▸ Extracted rows
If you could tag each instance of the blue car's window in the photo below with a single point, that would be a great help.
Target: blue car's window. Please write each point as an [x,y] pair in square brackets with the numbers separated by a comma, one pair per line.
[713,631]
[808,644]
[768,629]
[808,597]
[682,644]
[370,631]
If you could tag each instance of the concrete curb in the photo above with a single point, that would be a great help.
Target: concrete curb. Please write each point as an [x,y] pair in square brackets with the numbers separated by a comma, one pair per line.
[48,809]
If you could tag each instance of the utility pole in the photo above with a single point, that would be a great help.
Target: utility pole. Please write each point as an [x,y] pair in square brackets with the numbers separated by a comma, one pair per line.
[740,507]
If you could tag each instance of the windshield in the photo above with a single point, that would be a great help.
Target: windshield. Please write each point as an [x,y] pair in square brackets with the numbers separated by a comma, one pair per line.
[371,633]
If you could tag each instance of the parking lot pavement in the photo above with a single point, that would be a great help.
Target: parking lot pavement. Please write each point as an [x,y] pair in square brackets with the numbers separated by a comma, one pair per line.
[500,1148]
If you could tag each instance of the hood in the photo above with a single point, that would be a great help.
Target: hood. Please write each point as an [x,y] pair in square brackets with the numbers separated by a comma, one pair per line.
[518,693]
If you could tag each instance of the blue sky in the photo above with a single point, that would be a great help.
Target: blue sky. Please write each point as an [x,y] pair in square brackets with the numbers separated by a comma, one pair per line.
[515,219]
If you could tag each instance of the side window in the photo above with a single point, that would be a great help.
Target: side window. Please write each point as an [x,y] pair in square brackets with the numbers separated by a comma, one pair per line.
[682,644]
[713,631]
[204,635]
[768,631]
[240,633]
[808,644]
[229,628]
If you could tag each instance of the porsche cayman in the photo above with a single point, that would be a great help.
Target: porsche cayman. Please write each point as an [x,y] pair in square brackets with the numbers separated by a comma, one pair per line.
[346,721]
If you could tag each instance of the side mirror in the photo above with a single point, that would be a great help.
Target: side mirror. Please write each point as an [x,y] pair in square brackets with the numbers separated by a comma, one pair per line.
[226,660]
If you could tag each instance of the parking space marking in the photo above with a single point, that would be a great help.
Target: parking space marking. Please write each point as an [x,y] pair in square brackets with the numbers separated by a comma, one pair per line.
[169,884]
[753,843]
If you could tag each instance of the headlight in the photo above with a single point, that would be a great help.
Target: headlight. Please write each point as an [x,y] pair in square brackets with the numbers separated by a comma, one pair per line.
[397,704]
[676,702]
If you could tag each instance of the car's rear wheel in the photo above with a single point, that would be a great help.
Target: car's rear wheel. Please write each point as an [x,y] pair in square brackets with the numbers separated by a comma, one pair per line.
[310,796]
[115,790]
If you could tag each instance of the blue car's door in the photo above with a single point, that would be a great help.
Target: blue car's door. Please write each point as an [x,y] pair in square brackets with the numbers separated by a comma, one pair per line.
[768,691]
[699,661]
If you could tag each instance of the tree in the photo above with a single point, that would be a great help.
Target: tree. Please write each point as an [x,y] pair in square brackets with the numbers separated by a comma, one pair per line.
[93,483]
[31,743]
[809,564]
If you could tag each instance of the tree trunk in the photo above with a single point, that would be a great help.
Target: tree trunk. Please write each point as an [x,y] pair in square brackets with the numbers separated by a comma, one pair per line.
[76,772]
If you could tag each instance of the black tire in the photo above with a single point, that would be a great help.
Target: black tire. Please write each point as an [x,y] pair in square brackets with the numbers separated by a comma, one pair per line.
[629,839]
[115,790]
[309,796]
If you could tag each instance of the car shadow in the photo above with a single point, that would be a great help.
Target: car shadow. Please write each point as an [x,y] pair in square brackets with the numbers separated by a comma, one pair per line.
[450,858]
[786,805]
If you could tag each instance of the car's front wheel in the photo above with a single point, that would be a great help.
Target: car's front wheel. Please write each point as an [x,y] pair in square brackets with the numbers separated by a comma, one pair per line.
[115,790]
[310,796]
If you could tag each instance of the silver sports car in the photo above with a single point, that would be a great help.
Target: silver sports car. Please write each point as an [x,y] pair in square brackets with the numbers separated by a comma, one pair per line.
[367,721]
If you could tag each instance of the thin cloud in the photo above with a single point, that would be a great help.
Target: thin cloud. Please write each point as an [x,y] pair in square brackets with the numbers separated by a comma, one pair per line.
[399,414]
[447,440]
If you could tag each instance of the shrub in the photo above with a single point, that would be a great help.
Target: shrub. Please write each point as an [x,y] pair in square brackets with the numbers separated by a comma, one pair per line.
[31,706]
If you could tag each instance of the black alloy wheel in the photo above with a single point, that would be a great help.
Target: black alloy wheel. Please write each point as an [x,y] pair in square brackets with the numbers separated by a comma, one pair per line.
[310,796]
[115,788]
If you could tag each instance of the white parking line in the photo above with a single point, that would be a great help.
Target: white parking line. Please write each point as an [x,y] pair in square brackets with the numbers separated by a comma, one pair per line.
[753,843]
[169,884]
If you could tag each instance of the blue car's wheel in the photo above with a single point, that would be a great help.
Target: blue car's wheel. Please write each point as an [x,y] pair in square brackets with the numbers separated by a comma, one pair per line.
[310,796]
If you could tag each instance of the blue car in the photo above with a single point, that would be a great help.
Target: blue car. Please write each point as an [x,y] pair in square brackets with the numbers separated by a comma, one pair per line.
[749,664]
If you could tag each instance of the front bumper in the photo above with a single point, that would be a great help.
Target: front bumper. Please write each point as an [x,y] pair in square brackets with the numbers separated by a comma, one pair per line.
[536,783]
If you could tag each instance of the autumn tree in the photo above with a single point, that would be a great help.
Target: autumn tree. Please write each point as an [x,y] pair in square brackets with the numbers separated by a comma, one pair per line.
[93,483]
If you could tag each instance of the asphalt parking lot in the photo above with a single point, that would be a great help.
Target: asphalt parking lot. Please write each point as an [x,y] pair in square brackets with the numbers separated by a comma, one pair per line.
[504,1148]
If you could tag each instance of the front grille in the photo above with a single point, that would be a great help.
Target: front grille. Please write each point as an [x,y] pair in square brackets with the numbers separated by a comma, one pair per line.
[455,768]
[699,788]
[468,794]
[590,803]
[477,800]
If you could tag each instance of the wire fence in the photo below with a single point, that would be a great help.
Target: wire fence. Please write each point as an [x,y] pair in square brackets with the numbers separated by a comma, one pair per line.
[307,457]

▸ Exercise directions
Rewrite every line from the one containing "If you could tag each instance of the wire" through the last row, keeping the requests and offsetting each point coordinate in the answers by adding 46 to it. Give only those lines.

▸ Task result
If you could tag each instance of the wire fence in the photo below with a single point, that would be a great help.
Target: wire fence. Please write each point as an [x,y] pair in square brackets with the numbers separated by a comma, one pair per line.
[353,503]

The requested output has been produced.